Q&A: ‘Greyhound’ director Aaron Schneider

February 23, 2021

How the director jumped into 3D and real-time tools to help make the film.

Aaron Schneider’s more than four year journey on Greyhound included, early on, him tackling some of the shot design himself in Maya. As the film took shape, he relied on previs teams to help flesh out complex ship-to-ship and ocean scenes, and then finally the VFX expertise of visual effects supervisor Nathan McGuinness and DNEG.

Here, Schneider chats to befores & afters about his involvement with visual effects, starting with his early love of the craft and the kinds of things he could work on himself in planning for the movie.

b&a: I wanted to start with your own journey—knowing that this film would involve a lot of visual effects, what were some of the things that you had to do to get your mind into that visual effects mindset as part of the filmmaking process?

Aaron Schneider: It’s a great question. The [VFX] guys did an amazing job with the sort of limited time and budget that they had. They worked their rear ends off, and it shows on screen. But the truth is, that effort began four-and-a-half years ago when I first came on the film.

[Things to do]
• A. From the interview with the Greyhound director, list every named film, person, company, software program, and publication.
• B. Continue the interview with the Greyhound director, picking up Schneider's answer after its last sentence.

[Entries]
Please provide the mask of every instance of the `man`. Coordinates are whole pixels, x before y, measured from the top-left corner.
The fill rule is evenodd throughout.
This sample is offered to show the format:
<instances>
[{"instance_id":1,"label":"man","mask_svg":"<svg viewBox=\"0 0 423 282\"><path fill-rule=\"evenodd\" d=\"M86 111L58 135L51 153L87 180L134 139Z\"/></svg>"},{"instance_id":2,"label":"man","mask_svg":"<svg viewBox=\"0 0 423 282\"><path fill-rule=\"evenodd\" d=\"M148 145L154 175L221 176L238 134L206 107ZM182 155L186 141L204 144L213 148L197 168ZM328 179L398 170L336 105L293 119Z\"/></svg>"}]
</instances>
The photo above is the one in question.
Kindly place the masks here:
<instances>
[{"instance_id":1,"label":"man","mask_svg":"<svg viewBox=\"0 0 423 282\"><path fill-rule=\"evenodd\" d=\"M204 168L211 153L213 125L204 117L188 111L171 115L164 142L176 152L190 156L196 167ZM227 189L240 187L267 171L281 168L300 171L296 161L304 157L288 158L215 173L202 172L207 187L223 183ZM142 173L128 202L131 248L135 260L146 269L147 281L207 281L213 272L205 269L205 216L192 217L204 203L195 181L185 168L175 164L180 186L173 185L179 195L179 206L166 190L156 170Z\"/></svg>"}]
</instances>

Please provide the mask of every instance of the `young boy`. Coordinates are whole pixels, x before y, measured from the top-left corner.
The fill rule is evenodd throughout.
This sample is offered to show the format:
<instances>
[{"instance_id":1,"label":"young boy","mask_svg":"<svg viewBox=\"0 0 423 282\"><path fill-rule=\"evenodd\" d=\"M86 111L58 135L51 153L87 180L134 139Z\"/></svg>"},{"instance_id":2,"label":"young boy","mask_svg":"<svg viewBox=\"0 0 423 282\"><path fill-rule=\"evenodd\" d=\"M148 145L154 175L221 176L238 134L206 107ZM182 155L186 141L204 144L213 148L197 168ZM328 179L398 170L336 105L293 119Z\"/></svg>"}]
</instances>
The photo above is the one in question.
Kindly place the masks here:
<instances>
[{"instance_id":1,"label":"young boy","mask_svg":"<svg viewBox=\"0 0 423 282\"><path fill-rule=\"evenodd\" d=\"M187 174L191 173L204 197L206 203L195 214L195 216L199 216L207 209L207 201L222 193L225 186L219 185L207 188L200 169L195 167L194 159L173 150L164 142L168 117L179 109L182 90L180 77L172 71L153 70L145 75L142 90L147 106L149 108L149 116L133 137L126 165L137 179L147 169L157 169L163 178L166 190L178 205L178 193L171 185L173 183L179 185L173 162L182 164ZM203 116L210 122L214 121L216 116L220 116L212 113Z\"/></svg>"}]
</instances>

[Task-by-task results]
• A.
- Greyhound (film)
- Aaron Schneider (person)
- Nathan McGuinness (person)
- DNEG (company)
- Maya (software program)
- befores & afters (publication)

• B.
When I left engineering at Iowa state to come out to USC film school, I wanted to get into special effects. That’s what they called them at the time. I wanted to shoot the Millennium Falcon against greenscreen. I wanted to build models and work with motion control. And so, I had the ILM book and all that good stuff, and I read Cinefex magazine.

And in fact, my first semester at SC, they held, for the first and only time, at least during my years, a special effects class. It was led by Mark Vargo, who had been the optical lineup printer lineup guy for Return to the Jedi. He knew all of the legends, because he was part of the ILM club, and he would invite guys like Richard Edlund, and even Pangrazio, the matte painter came in, and Phil Tippett, the animator, came in, and brought some of his stop-motion models. And we went over to Trumbull’s studio and got to see Showscan, which he was developing at the time.

So it was this amazing class, but every one of them would say at the end of class, the future of effects is computers. And I had just left engineering and was really turned off to zeros and ones. I said, ‘Look, I want a career in the hammers and nails of filmmaking. I don’t want to sit at a computer.’ And that’s when I gravitated towards cinematography. I came out of SC and came into the business through the MTV music video craze. That’s where I cut my teeth. And that eventually led to television and feature films. Then I made a decision to direct and dumped my life savings into a short film that got my career started back in 2004, when the short [Two Soldiers] won the Oscar for my producer and I.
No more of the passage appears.